## Gegeven tekst
⁂
4. Christen, zorg goed voor uw geloof, want geloof is de enige weg waardoor u zegeningen kunt ontvangen. Als wij zegeningen van God willen ontvangen, kan niets anders ze brengen dan geloof. Gebed kan geen antwoorden van Gods troon naar beneden halen, tenzij het het oprechte gebed is van iemand die gelooft. Geloof is de ladder waarop mijn ziel moet klimmen om naar de hemel op te stijgen. Als ik die ladder breek, hoe kan ik dan ooit tot mijn God naderen?

Geloof is de engelachtige boodschapper tussen de ziel en de hemel. Als die engel zich terugtrekt, kan ik mijn gebeden niet naar boven zenden, noch de antwoorden naar beneden ontvangen. Geloof is de telegraafkabel die aarde en hemel met elkaar verbindt, waarover Gods zegeningen zo snel reizen dat Hij antwoordt voordat wij roepen, en terwijl wij nog spreken, hoort Hij ons al. Maar als die telegraafdraad van het geloof is gebroken, hoe kunnen we dan de beloften ontvangen?
⁂
## Aangeleverd materiaal

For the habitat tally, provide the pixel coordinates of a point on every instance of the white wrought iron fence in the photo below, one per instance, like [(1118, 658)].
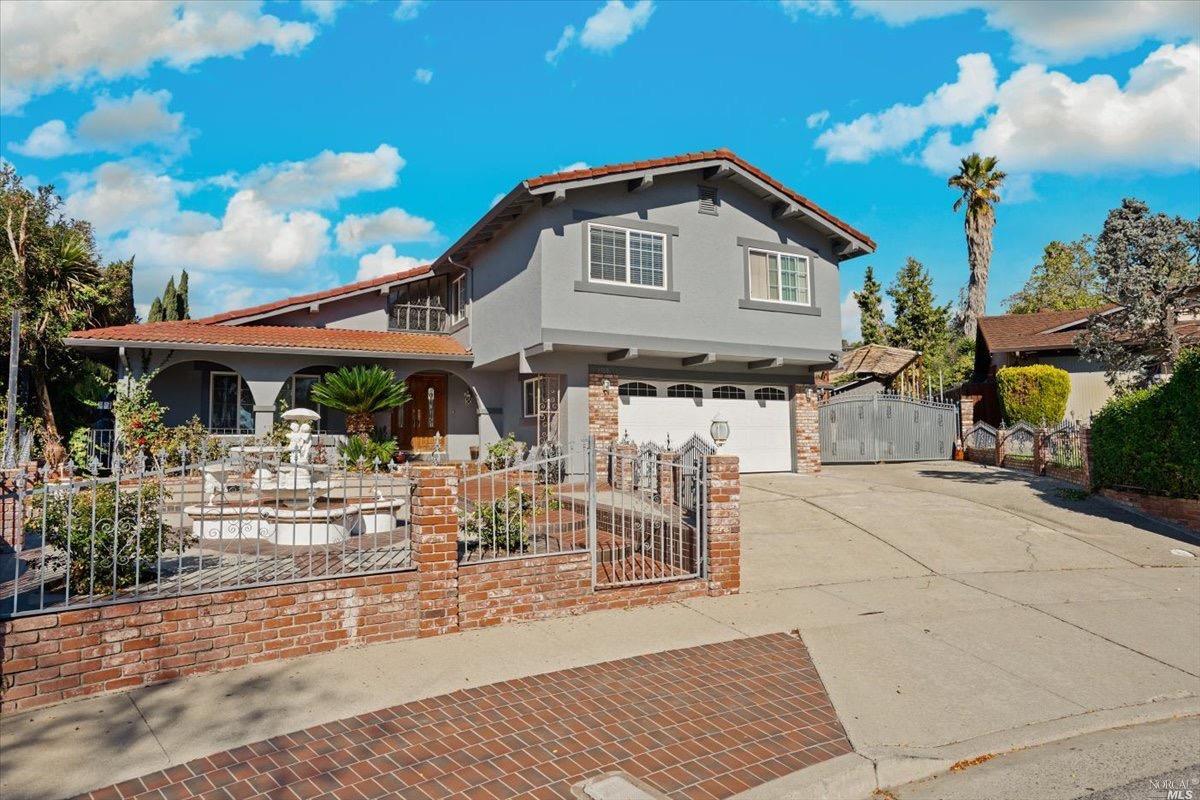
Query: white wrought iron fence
[(174, 525)]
⁂
## Gegeven opdracht 1
Met welk apparaat vergelijkt de tekst over geloof het geloof dat aarde en hemel met elkaar verbindt?
## Gegeven opdracht 2
Zet de tekst over geloof voort na de laatste zin.

## Resultaat oefening 1
Met een telegraafkabel.

## Resultaat oefening 2
Wanneer ik in moeilijkheden verkeer, kan ik door geloof hulp krijgen. Ben ik verslagen door de vijand, dan leunt mijn ziel op die dierbare Toevlucht door geloof. Maar neem het geloof weg – tevergeefs roep ik dan tot God, want er is geen weg tussen mijn ziel en de hemel.

Zelfs in de strengste winter baant geloof een pad waarover de paarden van het gebed kunnen voortgaan – ja, zelfs de strenge vorst houdt hen dan niet tegen. Maar als dat pad wordt versperd, hoe kunnen we dan nog met onze grote Koning in contact komen?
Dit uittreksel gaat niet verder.